##### Records shown #####

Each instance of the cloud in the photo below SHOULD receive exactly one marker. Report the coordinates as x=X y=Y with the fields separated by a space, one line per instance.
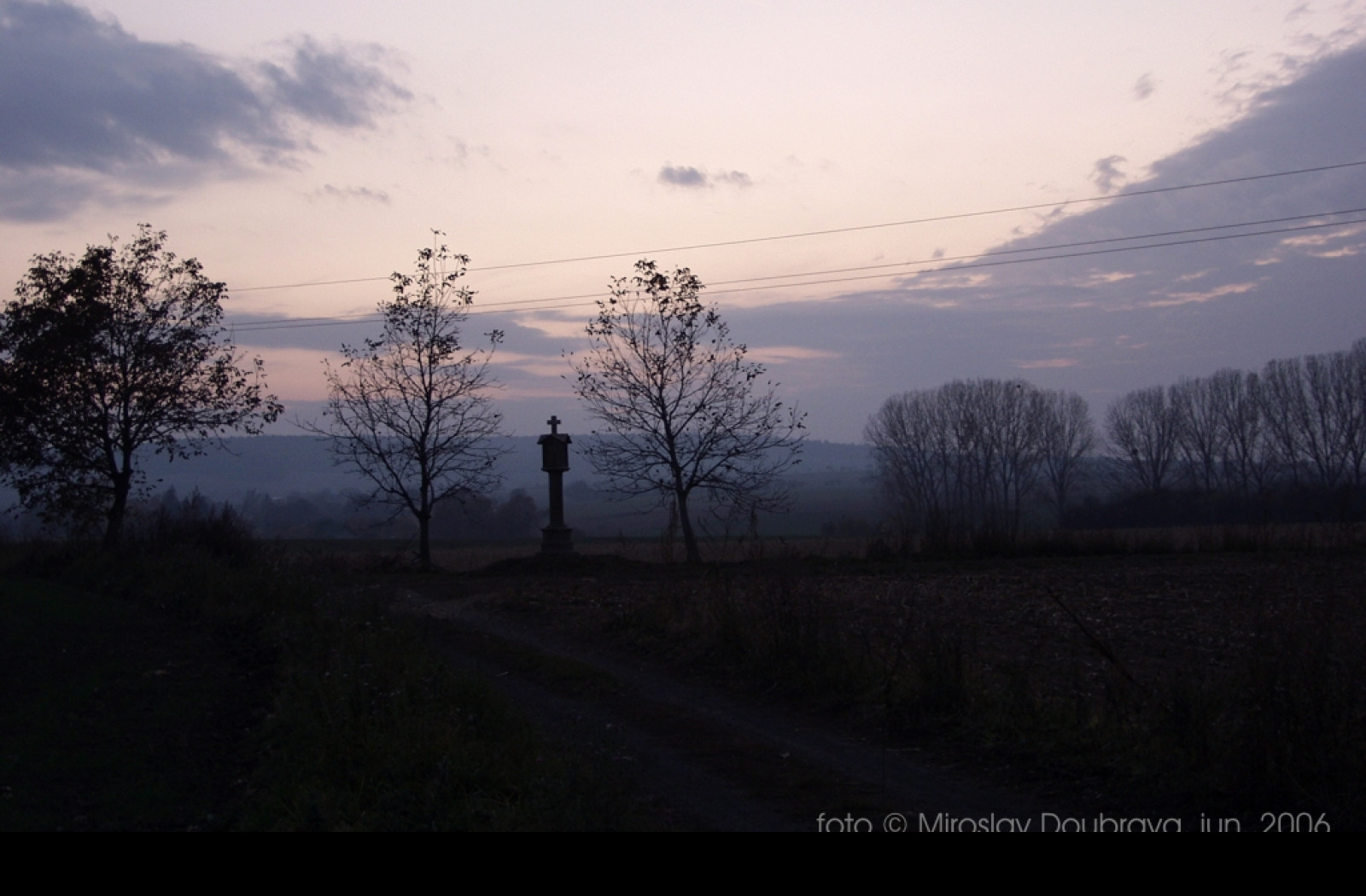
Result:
x=354 y=193
x=683 y=177
x=1138 y=317
x=697 y=179
x=735 y=177
x=89 y=113
x=1106 y=175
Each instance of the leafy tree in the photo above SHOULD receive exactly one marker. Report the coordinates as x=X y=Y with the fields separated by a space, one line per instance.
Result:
x=412 y=410
x=680 y=407
x=109 y=354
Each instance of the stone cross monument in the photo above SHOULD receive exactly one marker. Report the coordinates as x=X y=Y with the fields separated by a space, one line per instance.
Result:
x=555 y=461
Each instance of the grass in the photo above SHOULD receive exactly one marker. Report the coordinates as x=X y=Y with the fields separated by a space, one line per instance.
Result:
x=181 y=691
x=1194 y=684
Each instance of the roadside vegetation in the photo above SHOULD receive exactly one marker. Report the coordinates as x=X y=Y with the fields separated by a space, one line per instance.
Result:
x=202 y=682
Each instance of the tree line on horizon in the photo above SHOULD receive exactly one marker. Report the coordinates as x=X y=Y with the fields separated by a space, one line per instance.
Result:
x=981 y=459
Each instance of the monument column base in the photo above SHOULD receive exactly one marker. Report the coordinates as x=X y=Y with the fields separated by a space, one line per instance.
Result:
x=557 y=540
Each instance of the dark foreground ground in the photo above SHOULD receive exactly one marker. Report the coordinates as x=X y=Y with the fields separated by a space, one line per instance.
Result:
x=790 y=693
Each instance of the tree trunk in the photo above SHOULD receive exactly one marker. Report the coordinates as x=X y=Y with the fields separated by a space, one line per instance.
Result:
x=120 y=509
x=694 y=556
x=425 y=541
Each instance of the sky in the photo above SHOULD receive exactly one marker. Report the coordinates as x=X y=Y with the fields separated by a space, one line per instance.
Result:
x=879 y=195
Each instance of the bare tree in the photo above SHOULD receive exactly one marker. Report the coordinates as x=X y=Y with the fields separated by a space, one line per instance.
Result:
x=682 y=410
x=1247 y=459
x=412 y=410
x=1201 y=434
x=1144 y=427
x=1067 y=436
x=966 y=458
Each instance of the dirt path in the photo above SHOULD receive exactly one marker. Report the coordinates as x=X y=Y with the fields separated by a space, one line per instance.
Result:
x=703 y=757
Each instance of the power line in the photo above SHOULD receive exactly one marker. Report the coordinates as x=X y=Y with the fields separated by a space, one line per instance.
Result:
x=981 y=259
x=854 y=229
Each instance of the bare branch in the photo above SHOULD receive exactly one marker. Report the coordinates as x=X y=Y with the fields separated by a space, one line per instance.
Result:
x=680 y=409
x=412 y=410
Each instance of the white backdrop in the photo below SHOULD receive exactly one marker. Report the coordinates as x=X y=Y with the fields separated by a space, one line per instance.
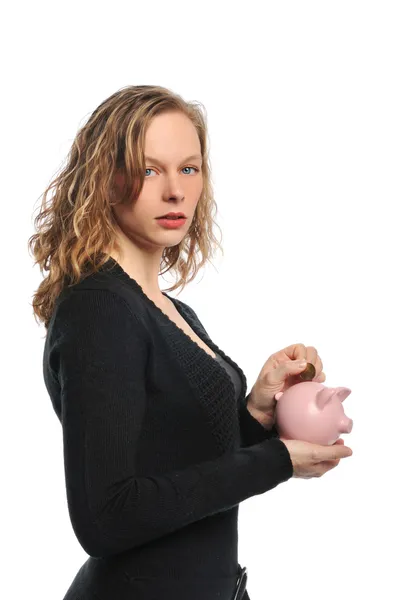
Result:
x=302 y=109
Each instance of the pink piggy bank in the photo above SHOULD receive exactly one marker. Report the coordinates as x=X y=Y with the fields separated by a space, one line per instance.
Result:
x=312 y=412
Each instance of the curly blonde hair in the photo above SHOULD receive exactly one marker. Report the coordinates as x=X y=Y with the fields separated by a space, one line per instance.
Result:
x=76 y=229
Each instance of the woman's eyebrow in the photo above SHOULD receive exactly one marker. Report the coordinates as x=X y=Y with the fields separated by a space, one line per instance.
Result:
x=155 y=160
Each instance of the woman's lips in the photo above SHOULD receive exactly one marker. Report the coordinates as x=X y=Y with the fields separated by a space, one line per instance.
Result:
x=172 y=223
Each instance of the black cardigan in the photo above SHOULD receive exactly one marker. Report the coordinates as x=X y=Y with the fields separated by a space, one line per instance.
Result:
x=158 y=452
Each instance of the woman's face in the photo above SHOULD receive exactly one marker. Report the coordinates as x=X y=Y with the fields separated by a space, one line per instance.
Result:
x=173 y=183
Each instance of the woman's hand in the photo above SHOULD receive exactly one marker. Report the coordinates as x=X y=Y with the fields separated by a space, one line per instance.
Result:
x=280 y=372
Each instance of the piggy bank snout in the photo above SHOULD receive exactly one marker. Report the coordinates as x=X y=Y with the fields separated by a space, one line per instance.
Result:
x=312 y=412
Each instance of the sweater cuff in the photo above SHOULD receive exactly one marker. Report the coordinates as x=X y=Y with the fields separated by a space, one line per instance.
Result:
x=251 y=431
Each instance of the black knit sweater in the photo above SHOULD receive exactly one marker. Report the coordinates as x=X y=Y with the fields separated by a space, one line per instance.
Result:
x=158 y=453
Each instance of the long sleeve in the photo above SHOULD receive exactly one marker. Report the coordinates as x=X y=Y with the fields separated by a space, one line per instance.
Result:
x=251 y=431
x=98 y=351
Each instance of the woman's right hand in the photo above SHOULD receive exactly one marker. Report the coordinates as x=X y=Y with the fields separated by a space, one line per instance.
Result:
x=314 y=460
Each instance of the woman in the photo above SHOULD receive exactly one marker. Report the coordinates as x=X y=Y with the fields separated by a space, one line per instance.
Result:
x=161 y=442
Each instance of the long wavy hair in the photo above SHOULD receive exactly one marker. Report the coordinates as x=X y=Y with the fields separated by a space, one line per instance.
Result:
x=76 y=228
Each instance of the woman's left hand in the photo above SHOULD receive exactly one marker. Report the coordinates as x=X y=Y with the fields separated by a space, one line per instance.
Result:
x=279 y=373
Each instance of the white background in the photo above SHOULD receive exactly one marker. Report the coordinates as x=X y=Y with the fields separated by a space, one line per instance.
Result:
x=302 y=104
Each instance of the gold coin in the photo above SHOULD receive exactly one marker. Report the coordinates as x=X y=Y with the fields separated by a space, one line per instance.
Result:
x=308 y=374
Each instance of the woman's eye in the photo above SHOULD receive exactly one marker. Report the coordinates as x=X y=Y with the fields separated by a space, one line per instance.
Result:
x=195 y=169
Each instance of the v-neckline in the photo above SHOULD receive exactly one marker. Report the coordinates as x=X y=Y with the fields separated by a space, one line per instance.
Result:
x=116 y=267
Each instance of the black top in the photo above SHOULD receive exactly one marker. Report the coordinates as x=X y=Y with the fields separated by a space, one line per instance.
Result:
x=159 y=446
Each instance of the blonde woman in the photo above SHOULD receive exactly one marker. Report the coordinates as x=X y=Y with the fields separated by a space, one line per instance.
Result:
x=161 y=440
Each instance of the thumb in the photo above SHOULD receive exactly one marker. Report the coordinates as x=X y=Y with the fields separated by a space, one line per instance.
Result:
x=291 y=367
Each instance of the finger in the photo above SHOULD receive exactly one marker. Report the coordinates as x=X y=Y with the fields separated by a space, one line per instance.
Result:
x=287 y=369
x=320 y=378
x=314 y=358
x=296 y=351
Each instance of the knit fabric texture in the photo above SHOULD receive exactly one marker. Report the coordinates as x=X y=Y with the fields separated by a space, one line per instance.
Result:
x=159 y=446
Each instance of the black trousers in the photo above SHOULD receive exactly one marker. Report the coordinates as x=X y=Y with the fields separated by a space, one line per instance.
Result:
x=96 y=581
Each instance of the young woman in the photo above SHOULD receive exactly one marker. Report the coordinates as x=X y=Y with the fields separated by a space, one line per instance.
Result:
x=161 y=442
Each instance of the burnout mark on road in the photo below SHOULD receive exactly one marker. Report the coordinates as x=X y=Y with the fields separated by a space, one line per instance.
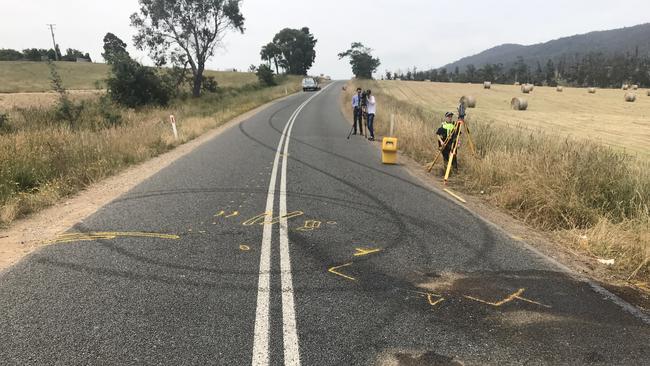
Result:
x=361 y=251
x=514 y=296
x=261 y=219
x=107 y=235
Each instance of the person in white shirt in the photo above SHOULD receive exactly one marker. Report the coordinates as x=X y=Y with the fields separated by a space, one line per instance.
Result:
x=371 y=109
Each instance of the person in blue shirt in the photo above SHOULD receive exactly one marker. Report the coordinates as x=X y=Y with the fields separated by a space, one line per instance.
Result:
x=357 y=111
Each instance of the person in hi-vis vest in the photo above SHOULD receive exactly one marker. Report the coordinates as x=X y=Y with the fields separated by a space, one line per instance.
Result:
x=358 y=112
x=442 y=134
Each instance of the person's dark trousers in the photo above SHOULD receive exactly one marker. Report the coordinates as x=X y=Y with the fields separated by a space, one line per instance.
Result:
x=445 y=154
x=358 y=117
x=371 y=128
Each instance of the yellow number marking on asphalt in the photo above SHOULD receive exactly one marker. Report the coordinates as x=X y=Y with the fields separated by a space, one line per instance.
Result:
x=310 y=225
x=108 y=235
x=514 y=296
x=333 y=270
x=361 y=252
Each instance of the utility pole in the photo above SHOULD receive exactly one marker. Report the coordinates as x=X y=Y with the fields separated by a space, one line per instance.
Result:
x=56 y=55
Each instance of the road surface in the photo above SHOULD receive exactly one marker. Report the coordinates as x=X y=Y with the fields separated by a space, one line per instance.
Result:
x=281 y=242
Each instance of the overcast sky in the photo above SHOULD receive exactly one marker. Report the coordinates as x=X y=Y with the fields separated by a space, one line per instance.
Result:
x=403 y=33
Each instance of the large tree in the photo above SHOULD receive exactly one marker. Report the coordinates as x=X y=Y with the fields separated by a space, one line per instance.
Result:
x=363 y=64
x=185 y=32
x=272 y=53
x=114 y=48
x=297 y=50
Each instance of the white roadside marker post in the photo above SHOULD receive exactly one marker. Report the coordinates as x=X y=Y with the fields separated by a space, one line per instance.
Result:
x=172 y=119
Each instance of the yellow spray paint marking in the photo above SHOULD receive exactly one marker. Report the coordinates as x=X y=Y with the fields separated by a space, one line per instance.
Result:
x=361 y=252
x=433 y=299
x=333 y=270
x=514 y=296
x=310 y=225
x=455 y=195
x=72 y=237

#####

Aim => Lay out the records as a two-column CSV with the columns instruction and markers, starting at the line containing "Each instance of the knit" and ending at the line containing "x=371 y=109". Give one row per record, put each field in quotes, replace line breaks with spaces, and leave the pictures out.

Problem solution =>
instruction,markers
"Each instance of the knit fabric texture in the photo above SHOULD receive exactly one marker. Report the coordinates as x=X y=Y with the fields separated by a space, one line per instance. Result:","x=159 y=446"
"Each instance of the black trousers in the photo above SHOULD receive exactly one marker. Report the coordinates as x=X y=Y with the fields separated by a space, one line per instance. Result:","x=96 y=581"
"Each instance of the young woman in the photo above SHOULD receive exactly one marker. Report the coordinates as x=X y=Y with the fields separated by a space, one line per instance. Result:","x=161 y=442"
"Each instance of the burnout mark on road in the photo below SHOULD receive exactly one marker. Report the coordinates as x=X y=Y with the fields separated by a space, one line per instance. Result:","x=361 y=251 x=514 y=296 x=261 y=219 x=107 y=235"
"Each instance of the person in white shirt in the photo above SHOULD receive exactly one marker. Report the coordinates as x=X y=Y with the fields separated by a space, one line per instance. Result:","x=371 y=109"